* Records from a collection *
*** Block opens ***

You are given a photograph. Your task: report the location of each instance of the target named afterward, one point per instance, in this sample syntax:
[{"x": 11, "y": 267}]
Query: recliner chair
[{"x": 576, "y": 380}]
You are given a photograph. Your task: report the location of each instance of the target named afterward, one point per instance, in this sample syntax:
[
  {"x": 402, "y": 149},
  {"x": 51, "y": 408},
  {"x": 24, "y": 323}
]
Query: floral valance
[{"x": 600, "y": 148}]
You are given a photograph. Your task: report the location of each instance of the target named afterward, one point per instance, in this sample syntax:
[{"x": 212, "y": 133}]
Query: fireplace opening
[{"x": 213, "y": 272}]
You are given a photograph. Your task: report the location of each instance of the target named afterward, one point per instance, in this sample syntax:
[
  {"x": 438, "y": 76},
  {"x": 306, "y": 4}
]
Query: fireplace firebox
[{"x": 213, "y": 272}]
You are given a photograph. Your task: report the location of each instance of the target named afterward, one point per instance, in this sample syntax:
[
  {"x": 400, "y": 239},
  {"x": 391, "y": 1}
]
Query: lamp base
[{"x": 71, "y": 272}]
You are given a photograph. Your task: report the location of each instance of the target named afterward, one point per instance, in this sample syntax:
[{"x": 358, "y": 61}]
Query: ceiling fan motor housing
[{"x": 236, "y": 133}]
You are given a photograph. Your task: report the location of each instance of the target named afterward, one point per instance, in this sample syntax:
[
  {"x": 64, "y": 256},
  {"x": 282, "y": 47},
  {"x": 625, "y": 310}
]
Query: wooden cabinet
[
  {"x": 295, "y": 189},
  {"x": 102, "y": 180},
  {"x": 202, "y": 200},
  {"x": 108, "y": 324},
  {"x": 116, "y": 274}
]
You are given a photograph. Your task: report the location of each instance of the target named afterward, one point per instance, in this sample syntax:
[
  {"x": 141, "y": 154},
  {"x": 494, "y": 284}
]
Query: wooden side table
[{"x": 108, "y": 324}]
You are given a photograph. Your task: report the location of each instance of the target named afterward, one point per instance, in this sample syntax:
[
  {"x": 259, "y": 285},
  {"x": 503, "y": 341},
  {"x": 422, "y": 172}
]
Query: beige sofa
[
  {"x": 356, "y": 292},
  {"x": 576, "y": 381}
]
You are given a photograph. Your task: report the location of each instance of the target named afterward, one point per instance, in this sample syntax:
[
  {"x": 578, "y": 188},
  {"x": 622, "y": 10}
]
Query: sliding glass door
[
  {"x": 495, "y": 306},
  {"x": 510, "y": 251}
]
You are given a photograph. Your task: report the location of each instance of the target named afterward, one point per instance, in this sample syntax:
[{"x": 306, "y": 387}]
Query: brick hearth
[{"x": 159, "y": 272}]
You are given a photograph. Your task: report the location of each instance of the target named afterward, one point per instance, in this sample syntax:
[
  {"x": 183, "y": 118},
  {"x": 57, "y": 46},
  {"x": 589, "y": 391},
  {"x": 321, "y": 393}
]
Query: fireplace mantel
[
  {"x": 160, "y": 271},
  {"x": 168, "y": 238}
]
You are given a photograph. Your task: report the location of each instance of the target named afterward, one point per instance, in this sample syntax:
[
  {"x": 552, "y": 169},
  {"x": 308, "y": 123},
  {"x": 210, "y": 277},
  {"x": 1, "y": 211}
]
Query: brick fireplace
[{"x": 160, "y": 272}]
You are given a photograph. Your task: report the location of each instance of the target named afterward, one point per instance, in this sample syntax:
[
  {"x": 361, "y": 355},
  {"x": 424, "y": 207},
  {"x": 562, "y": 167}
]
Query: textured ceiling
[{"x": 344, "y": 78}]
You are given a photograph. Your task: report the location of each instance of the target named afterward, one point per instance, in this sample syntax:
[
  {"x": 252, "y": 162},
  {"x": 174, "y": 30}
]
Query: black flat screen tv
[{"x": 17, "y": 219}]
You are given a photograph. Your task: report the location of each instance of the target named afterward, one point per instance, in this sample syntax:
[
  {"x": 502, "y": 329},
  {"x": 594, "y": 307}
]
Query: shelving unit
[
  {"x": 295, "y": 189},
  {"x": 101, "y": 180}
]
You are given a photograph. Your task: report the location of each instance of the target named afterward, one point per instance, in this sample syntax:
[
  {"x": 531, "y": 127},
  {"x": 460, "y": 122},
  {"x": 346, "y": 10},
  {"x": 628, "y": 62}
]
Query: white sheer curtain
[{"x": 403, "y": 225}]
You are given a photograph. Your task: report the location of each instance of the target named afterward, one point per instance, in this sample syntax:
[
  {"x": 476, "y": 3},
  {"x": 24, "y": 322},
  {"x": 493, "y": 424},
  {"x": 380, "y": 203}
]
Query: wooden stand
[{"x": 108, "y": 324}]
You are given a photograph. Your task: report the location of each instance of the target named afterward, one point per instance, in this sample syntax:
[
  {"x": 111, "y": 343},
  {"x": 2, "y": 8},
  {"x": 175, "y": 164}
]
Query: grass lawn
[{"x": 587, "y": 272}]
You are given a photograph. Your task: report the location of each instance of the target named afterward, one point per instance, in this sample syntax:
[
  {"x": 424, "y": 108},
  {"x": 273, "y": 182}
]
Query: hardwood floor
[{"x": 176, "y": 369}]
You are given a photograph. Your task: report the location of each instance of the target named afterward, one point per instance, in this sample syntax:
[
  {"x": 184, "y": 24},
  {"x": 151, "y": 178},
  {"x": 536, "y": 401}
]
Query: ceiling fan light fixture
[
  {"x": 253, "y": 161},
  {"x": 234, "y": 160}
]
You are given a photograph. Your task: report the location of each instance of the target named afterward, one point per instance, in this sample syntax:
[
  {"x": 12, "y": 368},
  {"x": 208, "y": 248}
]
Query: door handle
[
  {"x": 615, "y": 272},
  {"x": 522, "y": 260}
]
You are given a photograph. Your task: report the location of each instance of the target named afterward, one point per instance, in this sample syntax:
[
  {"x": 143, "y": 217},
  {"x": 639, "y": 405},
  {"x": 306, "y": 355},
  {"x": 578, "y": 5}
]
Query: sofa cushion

*** Block closes ***

* What the task asks *
Transcribe all of the entries without altering anything.

* Exercise result *
You are given a photograph. Your task: report the location of each instance of the target named afterward, one point per instance, in this sample syntax:
[{"x": 11, "y": 267}]
Query: recliner chair
[{"x": 576, "y": 380}]
You are given a photograph. Your task: report the location of each instance of the target named afterward, one point per instance, in this sample syntax:
[
  {"x": 402, "y": 149},
  {"x": 51, "y": 408},
  {"x": 24, "y": 323}
]
Query: floral valance
[{"x": 600, "y": 148}]
You are given a photograph. Your task: report the location of each instance of the target named afterward, one point per instance, in this sample syntax:
[{"x": 212, "y": 133}]
Query: fireplace opening
[{"x": 213, "y": 272}]
You are given a photograph. Your task: report the location of each instance of the target named afterward, one point per instance, in this sample syntax:
[
  {"x": 438, "y": 76},
  {"x": 306, "y": 4}
]
Query: fireplace firebox
[{"x": 213, "y": 272}]
You are given a photograph. Your task: report the location of each instance of the target named afterward, one point per instance, in this sample syntax:
[
  {"x": 400, "y": 239},
  {"x": 391, "y": 1}
]
Query: lamp base
[{"x": 71, "y": 272}]
You are given a photograph. Your task: report the location of each instance of the target named afterward, one point per instance, in this sample syntax:
[{"x": 358, "y": 61}]
Query: ceiling fan motor housing
[{"x": 236, "y": 133}]
You are given a photograph. Your task: report the location of each instance of the target named afterward, one point per instance, in this sample syntax:
[
  {"x": 64, "y": 256},
  {"x": 282, "y": 47},
  {"x": 625, "y": 310}
]
Query: wooden cabinet
[
  {"x": 295, "y": 189},
  {"x": 102, "y": 180},
  {"x": 202, "y": 200},
  {"x": 108, "y": 324},
  {"x": 116, "y": 274}
]
You are given a photograph. Your task: report the location of each instance of the target named afterward, one point per instance, in this sample syntax:
[
  {"x": 141, "y": 154},
  {"x": 494, "y": 284}
]
Query: wooden side table
[{"x": 108, "y": 324}]
You are given a photograph. Your task: report the location of each instance of the target named afterward, one point per instance, in this sample syntax:
[
  {"x": 259, "y": 285},
  {"x": 503, "y": 341},
  {"x": 422, "y": 172}
]
Query: beige sofa
[
  {"x": 356, "y": 292},
  {"x": 576, "y": 381}
]
You are given a photograph. Your task: report the location of each instance of the target named afterward, one point per instance, in this sample syntax:
[
  {"x": 578, "y": 188},
  {"x": 622, "y": 10}
]
Query: sliding glass door
[
  {"x": 495, "y": 306},
  {"x": 510, "y": 251}
]
You are given a photograph. Your task: report the location of each instance of the target named afterward, one point per instance, in this sample syntax:
[{"x": 306, "y": 387}]
Query: brick hearth
[{"x": 159, "y": 272}]
You are given a photograph. Your task: report the location of each instance of the target named afterward, one point per instance, in this sample syntax:
[
  {"x": 183, "y": 118},
  {"x": 57, "y": 46},
  {"x": 589, "y": 391},
  {"x": 321, "y": 393}
]
Query: fireplace mantel
[
  {"x": 160, "y": 271},
  {"x": 168, "y": 238}
]
You are given a photograph. Your task: report the location of each instance of the target named afterward, one point per instance, in this sample syntax:
[
  {"x": 552, "y": 169},
  {"x": 308, "y": 123},
  {"x": 210, "y": 277},
  {"x": 1, "y": 211}
]
Query: brick fireplace
[{"x": 160, "y": 272}]
You are given a photograph. Your task: report the location of each instance of the target named afterward, one point per instance, in this sample syntax:
[
  {"x": 361, "y": 355},
  {"x": 424, "y": 207},
  {"x": 562, "y": 167}
]
Query: textured ceiling
[{"x": 344, "y": 78}]
You are given a photograph. Your task: report the location of each instance of the target named afterward, one point per instance, in this sample syntax:
[
  {"x": 252, "y": 162},
  {"x": 174, "y": 30}
]
Query: black flat screen tv
[{"x": 17, "y": 219}]
You are given a photograph. Your task: report the location of each instance of the target named afterward, one point per instance, in this sample syntax:
[
  {"x": 502, "y": 329},
  {"x": 594, "y": 307}
]
Query: shelving unit
[
  {"x": 295, "y": 189},
  {"x": 101, "y": 180}
]
You are given a photograph. Your task: report the location of each instance of the target named afterward, one point per instance, in this sample syntax:
[
  {"x": 531, "y": 127},
  {"x": 460, "y": 122},
  {"x": 346, "y": 10},
  {"x": 628, "y": 62}
]
Query: white sheer curtain
[{"x": 403, "y": 225}]
You are given a photograph. Your task: report the location of each instance of the target named afterward, one point per instance, in this sample syntax:
[
  {"x": 476, "y": 3},
  {"x": 24, "y": 322},
  {"x": 493, "y": 424},
  {"x": 380, "y": 203}
]
Query: wooden stand
[{"x": 108, "y": 324}]
You are given a photograph. Your task: report the location of each instance of the target named afterward, one point per instance, in this sample syntax:
[
  {"x": 111, "y": 343},
  {"x": 2, "y": 8},
  {"x": 175, "y": 164}
]
Query: grass lawn
[{"x": 587, "y": 272}]
You are given a photograph. Your task: report the location of each instance of the target named afterward, one point per instance, in this sample syntax:
[
  {"x": 424, "y": 108},
  {"x": 273, "y": 182}
]
Query: hardwood floor
[{"x": 176, "y": 369}]
You are given a photograph. Your task: report the location of each instance of the target named afterward, one point per instance, in this sample syntax:
[
  {"x": 184, "y": 24},
  {"x": 151, "y": 178},
  {"x": 536, "y": 401}
]
Query: ceiling fan light fixture
[
  {"x": 253, "y": 161},
  {"x": 234, "y": 160}
]
You are given a photograph. Your task: report the location of each instance of the target named afterward, one point per instance, in this sample syntax:
[
  {"x": 12, "y": 368},
  {"x": 208, "y": 248}
]
Query: door handle
[
  {"x": 615, "y": 272},
  {"x": 522, "y": 260}
]
You are given a photograph. Your task: report the location of each instance of the target named afterward, one point per instance, in this sample syntax:
[
  {"x": 143, "y": 217},
  {"x": 639, "y": 405},
  {"x": 306, "y": 355},
  {"x": 578, "y": 5}
]
Query: sofa cushion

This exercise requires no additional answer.